[Start of Reading passage]
The Oppressed in The New World Order

Since we live in a period that American policy planners have dubbed the “New World Order,” it is important that we examine U.S. foreign policy and its influence on geopolitical affairs in the recent past. Those who tend to become misty-eyed by the alluring words of democracy, liberty and freedom for the people of Middle East should read Policy Planning Study 23.

George F. Kennan was one of America’s major figures in shaping the world as it recovered from World War II. In 1948, Kennan wrote Policy Planning Study 23; it is considered a key document in designing what the American administration calls the "New World Order." Here is an example of what it says:

"We have about 50% of the world’s wealth, but only 6.3% of its population … Our real task in the coming period is to devise a pattern of relationships which will permit us to maintain this position of disparity. To do so … our attention will have to be concentrated everywhere on our immediate national objectives … We should cease to talk about vague and unreal objectives such as human rights, the raising of the living standards, and democratization. The day is not far off when we are going to have to deal in ‘straight power’ concepts. The less we are then hampered by idealistic slogans, the better."

This was, of course, a top secret document so to pacify the general public, it was necessary to trumpet the "idealistic slogans" Kennan despised (as is still being done constantly today), but in the pages of Policy Planning Study 23, planners were talking only to one another. Thus, the study continues: “Meanwhile, our own public has been grievously misled by the sentimentalists on the significance of the area to ourselves; and we are only beginning with the long and contentious process of re-education which will be necessary before a realistic Far Eastern policy can receive the popular understanding it deserves.”

Obviously America wanted to maintain its economic superiority, and to do that it was fully prepared to deal in clearly stated “straight power concepts.” In a briefing for U.S. Ambassadors to Latin American countries in 1950, Kennan observed that a major concern of U.S. foreign policy must be “the protection of our (i.e. Latin America’s) raw materials”!

Kennan also saw a “dangerous heresy” in the idea that a government should be held responsible for the welfare of its people. He went on to describe the means to be used against those who fall prey to this heresy: “The final answer may be an unpleasant one, but we should not hesitate before police repression by the local government …”

To ensure its economic mastery, the U.S. was advised to oppose the distribution of national wealth among its people, and to support governments that relegated their people’s economic interests behind those of America, even if those governments were repressive.

The repression of people’s legitimate aspirations was seen as merely incidental to the economic interests and objectives of the United States. Interestingly, any governments that refused to buy into Kennan’s "heresy" of social welfare and sought genuine economic independence could fall into a number of negative ideological groups; communist, socialist, nationalist, Islamic, liberal, etc.

A careful study of post-World War II American foreign policy reveals a ruthless pursuit of national economic goals at the expense of the lives and economic well-being of people from various regions, including South America and the Middle East. The total list is much longer than space permits here.

In Chile, for example, when the liberal and democratically elected government of Salvador Allende decided to nationalize the country’s mining industry, the American CIA replaced him with the dictatorial Pinochet regime; a government that was guilty of gross human rights violations, political oppression, detentions without trial, and torture.
[End of Reading passage]
[Start of Recorded data]
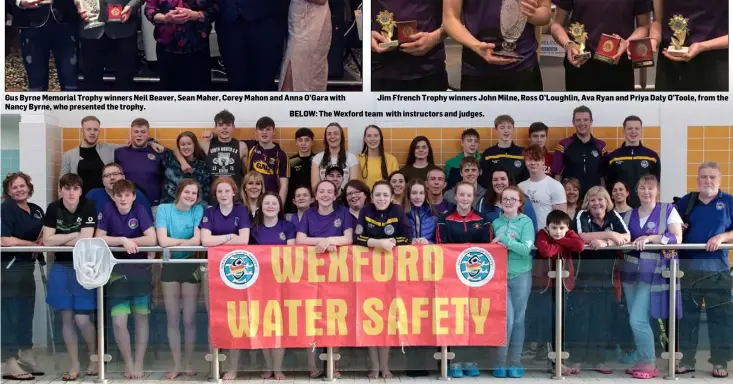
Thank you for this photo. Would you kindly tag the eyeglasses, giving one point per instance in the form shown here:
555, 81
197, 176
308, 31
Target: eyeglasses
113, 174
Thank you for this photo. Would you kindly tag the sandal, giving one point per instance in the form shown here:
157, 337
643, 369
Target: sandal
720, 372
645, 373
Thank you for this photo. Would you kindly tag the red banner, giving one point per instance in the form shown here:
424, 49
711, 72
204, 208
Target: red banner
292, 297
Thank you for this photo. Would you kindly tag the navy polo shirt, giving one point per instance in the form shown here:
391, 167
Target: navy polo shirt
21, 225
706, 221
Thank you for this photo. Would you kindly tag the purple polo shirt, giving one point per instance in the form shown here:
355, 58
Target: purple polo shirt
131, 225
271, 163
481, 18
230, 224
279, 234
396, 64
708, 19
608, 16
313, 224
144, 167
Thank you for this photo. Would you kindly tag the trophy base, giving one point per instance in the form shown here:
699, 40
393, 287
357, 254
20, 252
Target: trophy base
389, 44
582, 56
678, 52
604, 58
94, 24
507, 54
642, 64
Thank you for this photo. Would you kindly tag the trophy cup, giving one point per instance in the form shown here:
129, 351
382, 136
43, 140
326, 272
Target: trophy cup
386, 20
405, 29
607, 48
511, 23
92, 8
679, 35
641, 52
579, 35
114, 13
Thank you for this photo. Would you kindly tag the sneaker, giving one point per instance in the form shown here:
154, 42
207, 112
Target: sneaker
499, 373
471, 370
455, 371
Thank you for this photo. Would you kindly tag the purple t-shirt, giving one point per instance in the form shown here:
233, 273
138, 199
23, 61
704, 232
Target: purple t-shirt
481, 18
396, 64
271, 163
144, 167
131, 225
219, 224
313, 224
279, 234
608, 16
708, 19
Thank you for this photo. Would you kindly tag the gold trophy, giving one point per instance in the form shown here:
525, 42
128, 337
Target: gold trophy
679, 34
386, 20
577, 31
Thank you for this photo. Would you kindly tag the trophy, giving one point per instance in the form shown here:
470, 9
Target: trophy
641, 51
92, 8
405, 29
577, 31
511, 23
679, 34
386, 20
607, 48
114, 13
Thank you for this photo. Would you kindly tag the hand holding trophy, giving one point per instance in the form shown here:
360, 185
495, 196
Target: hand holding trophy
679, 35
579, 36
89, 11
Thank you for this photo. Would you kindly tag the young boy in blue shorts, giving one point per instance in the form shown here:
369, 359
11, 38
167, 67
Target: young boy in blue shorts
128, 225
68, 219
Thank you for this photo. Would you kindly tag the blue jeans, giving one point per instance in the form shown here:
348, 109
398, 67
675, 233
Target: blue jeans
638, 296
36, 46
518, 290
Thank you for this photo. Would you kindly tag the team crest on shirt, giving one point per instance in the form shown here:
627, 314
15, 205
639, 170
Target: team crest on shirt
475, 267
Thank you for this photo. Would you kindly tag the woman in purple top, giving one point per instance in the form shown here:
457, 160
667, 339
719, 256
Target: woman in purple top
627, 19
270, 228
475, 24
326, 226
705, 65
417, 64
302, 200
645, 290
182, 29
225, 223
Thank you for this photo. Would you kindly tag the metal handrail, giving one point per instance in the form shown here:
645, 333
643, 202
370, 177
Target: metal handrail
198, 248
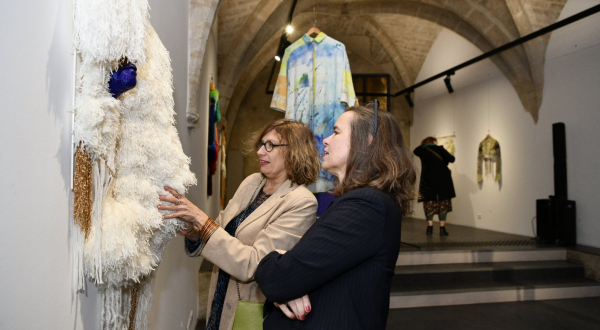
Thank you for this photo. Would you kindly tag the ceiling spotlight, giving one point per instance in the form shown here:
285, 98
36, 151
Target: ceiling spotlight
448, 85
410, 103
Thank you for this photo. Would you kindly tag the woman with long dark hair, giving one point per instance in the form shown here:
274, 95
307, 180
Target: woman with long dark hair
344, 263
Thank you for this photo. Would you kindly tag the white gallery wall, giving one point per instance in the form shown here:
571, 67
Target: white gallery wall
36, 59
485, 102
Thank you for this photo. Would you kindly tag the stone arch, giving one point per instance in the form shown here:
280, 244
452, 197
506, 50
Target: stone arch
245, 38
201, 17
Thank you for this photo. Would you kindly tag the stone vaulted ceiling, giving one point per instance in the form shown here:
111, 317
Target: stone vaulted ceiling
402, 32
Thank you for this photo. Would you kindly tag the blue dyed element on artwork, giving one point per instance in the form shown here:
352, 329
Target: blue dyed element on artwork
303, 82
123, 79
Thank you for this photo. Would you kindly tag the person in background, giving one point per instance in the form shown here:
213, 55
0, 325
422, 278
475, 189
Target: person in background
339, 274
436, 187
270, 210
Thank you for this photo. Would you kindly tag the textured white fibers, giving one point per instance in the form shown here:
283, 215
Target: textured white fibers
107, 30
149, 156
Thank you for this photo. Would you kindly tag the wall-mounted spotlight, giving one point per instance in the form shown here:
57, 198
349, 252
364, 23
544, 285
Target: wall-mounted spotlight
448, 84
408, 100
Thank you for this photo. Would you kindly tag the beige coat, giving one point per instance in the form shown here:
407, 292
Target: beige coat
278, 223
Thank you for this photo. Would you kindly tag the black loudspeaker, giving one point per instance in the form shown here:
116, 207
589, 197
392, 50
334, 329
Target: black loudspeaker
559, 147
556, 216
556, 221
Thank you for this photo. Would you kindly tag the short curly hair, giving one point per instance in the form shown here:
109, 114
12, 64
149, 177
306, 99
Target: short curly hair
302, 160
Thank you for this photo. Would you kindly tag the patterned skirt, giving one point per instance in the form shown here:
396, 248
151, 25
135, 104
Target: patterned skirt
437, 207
[End of Recorded data]
What this exercise asks>
1. According to the essay on U.S. foreign policy, in what year did George F. Kennan write Policy Planning Study 23?
2. Extend the essay on U.S. foreign policy, picking up right after its last sentence.

Expected answers>
1. 1948

2.
In the case of Nicaragua, American interference was so blatant and horrible that the world court found the U.S. guilty of criminal activity and ordered it to pay 17 million dollars in reparations.

In Vietnam, America unleashed its fury by dropping ten tons of bombs for each Vietnamese citizen! Vietnam’s "crime" was that a dedicated group of nationalists decided to relieve rampant poverty among the people and to undertake concrete measures for their welfare. This was considered a threat to American interests.

Other regimes equally guilty of Study 23’s heresy of social responsibility included Cuba, Libya and Iran. Cuba defied America not only by nationalizing its economy, but also by helping other countries to gain their independence. Cuban troops helped defeat the South African army at Cuito Cuanavale, leading to the independence of Namibia and Angola. Cuba was also a major player in persuading the South African government to negotiate with the African National Congress (ANC).

In the case of Libya, Mouamar Khaddafi’s regime nationalized oil fields, expelled British and American naval and air bases, sent 20,000 Italians out of the country, and undertook other acts of economic protection. America responded with destabilization measures, and an economic blockade; in 1986 the U.S. even launched direct bombing attacks.

The Shah of Iran, a notorious U.S. client, ruled through the brutal instrument of his American-trained Savak security forces until he was toppled and replaced by Ayatollah Khomeini’s Islamic Revolution. America’s response was to impose war on Iran through Saddam Hussein’s client state in Iraq, to impose economic sanctions (including an arms embargo) and to plot the assassination of key government figures through local agents.

In reality, any regime, whether it adopts Islam, socialism, or any other ideology, will incur the implacable opposition of America. In fact, America does not see it as a matter of ideology alone, since it accepts Islam in its most shallow and regressive form — such as it exists in many parts of the Muslim world. This is the brand of Islam that funds America’s wars (notably the Gulf War), as well as investing in American banks and serving American economic interests. So it would be a gross over-simplification to assume that the so-called “New World Order” is anti-Islamic, for it is not; it is, however, against the revolutionary aspect of Islam that demands a nation undertake the "heresy" of assuming direct responsibility for the welfare of its own people through the wealth of the land.

At a time when America feels it has won an incontestable victory over the Muslim world and is brimming with arrogance and over-confidence, it is worth remembering that revolution and economic redistribution form a feasible model for true independence — one which oppressed nations may try to undertake within their own particular religious, political and socio-economic framework. As the above examples demonstrate, the price to be paid for this attempt may be a hefty one. But as the Qur’an says:

"Verily, God does not change the condition of a people unless they change their own condition." (13:11)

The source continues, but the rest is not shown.